- Exercise task:
Scale the data from the line containing "Can you find the curly" through the line containing "x=250, y=380", giving all of those lines again with the requests left unchanged. Multiply every coordinate in the answers by 0.25 and round to whole numbers, with halves going up.
- - - -
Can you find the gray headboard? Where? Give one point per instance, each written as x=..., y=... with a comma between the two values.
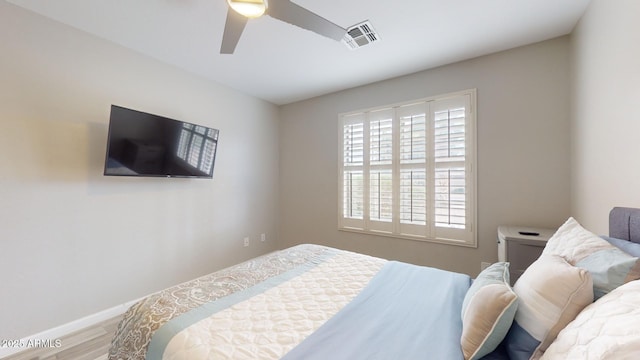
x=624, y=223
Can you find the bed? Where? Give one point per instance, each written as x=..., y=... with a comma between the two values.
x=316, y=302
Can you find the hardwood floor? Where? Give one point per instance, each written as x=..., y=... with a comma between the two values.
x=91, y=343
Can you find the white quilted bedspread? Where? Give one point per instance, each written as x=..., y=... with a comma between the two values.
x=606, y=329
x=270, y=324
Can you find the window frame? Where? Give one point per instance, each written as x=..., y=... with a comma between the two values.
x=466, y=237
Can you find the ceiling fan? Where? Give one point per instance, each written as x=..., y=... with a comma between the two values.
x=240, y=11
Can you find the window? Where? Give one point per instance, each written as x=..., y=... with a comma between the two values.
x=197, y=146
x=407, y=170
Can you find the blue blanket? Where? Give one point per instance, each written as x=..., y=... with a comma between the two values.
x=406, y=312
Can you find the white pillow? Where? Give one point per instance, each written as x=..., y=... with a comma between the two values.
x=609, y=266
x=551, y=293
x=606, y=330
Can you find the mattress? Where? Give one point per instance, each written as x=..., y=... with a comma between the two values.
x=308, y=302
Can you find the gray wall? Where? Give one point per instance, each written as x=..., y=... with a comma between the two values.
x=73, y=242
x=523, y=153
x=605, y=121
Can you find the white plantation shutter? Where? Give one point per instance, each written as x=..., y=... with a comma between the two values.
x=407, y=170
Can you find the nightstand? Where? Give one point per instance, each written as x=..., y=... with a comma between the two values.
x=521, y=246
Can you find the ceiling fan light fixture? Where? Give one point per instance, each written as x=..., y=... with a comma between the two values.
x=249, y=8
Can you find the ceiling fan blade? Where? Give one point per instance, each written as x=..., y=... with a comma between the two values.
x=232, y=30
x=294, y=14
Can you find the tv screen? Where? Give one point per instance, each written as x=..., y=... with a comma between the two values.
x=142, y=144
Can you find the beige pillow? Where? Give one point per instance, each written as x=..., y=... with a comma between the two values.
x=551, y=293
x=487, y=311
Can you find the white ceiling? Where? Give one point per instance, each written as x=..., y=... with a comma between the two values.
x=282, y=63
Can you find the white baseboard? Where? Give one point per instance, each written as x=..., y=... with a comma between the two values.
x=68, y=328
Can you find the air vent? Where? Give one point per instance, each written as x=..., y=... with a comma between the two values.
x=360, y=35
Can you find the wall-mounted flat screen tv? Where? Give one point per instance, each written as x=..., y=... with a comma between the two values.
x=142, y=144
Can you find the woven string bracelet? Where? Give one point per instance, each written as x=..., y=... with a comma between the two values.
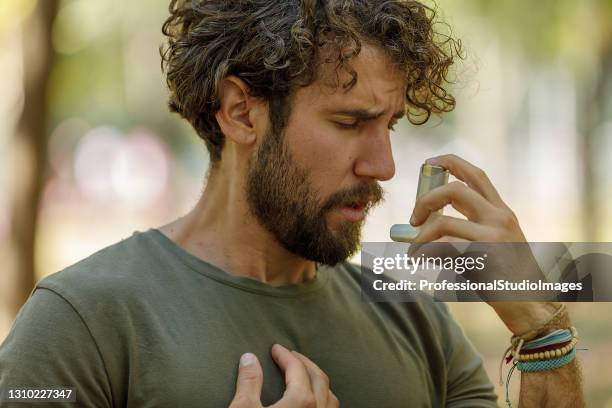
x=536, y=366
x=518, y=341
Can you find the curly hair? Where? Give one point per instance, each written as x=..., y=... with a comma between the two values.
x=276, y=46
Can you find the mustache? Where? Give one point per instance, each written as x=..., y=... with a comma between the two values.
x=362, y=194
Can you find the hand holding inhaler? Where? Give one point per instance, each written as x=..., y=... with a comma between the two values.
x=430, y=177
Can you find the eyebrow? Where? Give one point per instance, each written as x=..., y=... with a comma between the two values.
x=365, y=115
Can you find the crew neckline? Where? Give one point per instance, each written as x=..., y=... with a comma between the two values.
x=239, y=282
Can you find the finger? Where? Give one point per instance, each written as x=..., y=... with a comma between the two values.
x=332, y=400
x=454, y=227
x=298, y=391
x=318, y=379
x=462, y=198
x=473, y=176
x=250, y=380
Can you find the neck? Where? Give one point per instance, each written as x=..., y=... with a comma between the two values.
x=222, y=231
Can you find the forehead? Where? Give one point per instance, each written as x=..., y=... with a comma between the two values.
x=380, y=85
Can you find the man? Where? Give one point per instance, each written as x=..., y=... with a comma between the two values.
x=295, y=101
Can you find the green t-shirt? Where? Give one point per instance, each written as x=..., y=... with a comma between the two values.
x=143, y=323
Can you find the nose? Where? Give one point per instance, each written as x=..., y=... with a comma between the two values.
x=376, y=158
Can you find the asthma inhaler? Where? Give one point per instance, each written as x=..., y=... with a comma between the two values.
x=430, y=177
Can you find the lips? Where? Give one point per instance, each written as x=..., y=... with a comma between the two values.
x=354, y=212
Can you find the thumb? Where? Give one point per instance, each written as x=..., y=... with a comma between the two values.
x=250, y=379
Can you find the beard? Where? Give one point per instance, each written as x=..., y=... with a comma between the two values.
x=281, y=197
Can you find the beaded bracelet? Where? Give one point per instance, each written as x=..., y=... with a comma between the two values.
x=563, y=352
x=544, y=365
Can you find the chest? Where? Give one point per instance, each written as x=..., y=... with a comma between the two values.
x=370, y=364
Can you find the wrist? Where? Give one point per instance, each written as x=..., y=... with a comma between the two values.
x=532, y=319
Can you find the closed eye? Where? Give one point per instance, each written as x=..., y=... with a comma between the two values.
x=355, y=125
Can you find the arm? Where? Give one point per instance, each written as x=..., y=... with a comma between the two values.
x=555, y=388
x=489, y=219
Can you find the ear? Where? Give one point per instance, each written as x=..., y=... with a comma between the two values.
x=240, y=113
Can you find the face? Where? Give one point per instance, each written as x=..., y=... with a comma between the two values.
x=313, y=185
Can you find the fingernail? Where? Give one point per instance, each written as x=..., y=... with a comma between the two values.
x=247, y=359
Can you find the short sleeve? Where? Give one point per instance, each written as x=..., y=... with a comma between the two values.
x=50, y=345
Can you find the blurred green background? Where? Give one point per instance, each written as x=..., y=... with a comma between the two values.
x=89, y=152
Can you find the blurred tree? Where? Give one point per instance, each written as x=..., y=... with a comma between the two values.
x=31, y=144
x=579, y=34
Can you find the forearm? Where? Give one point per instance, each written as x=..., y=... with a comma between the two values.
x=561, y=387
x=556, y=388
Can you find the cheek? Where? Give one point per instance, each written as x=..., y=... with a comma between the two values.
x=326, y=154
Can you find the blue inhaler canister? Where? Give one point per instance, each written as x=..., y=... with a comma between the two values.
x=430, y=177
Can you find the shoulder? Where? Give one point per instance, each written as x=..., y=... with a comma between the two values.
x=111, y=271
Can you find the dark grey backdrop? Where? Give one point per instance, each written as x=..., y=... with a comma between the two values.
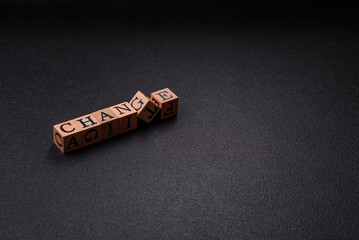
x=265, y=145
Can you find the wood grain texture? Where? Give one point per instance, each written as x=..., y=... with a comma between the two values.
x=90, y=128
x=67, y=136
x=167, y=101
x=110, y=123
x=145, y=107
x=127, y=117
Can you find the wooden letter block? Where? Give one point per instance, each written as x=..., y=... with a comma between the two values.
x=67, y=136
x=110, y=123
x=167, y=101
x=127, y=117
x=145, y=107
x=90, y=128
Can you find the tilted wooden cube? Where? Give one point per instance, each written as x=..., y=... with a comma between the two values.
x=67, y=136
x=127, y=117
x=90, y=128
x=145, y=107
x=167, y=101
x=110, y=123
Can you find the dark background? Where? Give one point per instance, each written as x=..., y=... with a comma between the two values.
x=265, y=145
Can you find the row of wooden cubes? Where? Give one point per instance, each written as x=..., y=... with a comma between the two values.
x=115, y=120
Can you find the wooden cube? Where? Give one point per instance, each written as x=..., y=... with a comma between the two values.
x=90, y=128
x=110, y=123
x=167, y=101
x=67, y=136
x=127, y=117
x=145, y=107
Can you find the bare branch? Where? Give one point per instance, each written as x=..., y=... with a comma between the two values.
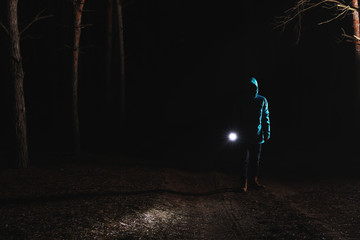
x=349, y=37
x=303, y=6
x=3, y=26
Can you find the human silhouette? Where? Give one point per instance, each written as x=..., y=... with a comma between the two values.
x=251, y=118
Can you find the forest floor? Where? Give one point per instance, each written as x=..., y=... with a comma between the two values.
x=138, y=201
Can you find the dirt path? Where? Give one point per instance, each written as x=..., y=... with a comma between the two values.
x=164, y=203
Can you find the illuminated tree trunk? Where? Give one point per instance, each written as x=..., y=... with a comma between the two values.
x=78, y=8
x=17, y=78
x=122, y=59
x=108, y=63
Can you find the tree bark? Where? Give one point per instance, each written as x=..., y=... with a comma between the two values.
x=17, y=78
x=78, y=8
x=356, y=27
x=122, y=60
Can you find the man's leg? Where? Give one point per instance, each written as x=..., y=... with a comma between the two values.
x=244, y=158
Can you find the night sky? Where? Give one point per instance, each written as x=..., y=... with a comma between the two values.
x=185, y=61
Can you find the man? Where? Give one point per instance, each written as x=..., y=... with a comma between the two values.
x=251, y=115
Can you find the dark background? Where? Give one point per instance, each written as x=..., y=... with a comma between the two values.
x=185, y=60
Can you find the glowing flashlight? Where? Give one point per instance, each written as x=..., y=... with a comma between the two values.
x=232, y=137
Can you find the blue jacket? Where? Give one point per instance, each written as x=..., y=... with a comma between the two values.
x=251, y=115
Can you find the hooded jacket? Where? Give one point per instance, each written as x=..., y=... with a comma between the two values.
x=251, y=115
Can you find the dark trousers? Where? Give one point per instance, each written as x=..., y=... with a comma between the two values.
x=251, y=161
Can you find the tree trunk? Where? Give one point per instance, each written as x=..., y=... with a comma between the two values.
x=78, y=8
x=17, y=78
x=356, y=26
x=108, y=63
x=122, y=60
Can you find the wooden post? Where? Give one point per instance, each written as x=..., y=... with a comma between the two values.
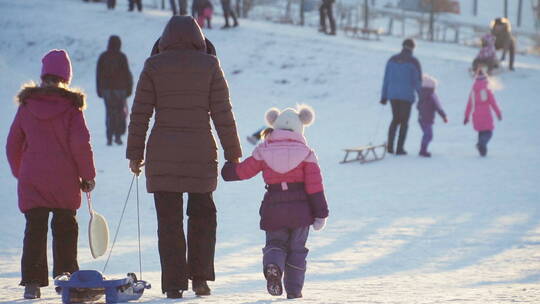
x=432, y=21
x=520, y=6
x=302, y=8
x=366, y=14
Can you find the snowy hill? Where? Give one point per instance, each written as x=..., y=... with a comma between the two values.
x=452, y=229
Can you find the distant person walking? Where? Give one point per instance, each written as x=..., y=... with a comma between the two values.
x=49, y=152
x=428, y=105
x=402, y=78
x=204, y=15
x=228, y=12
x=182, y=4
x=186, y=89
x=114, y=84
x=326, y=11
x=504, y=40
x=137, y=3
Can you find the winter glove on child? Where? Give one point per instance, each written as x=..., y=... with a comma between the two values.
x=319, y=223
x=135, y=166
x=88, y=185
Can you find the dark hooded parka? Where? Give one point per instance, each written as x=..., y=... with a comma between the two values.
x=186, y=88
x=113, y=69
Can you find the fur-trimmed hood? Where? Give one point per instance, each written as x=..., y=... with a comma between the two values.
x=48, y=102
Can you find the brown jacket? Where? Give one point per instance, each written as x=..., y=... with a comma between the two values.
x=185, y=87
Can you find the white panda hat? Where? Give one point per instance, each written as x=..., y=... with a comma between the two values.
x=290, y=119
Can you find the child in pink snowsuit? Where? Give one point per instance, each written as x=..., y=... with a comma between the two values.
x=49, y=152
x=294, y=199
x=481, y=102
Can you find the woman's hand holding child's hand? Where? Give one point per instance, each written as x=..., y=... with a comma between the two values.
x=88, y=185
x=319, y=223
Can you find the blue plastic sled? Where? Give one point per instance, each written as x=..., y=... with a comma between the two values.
- - - -
- Exercise solution:
Can you find the curly hair? Where? Give one point per instance, each written as x=..., y=... with a comma between the two values.
x=69, y=12
Can you find the mustache? Where? Give one point per instance, each written as x=..., y=... with a comma between the two values.
x=91, y=49
Can you find the hand holding inhaler? Where? Give one point per instance, each written as x=..., y=... with a comma between the two values.
x=108, y=44
Can you find the eyebrow? Where? Give one point per instance, each written as x=..., y=... with a comma between the two values.
x=91, y=29
Can you find the crew neckline? Where? Give one point per instance, each written as x=..., y=... with a comma between the two values.
x=60, y=71
Can you find the finger? Where? Give one point per instance, each written as x=..., y=... with a comma between the two values.
x=83, y=100
x=114, y=57
x=75, y=98
x=80, y=95
x=116, y=50
x=118, y=44
x=63, y=95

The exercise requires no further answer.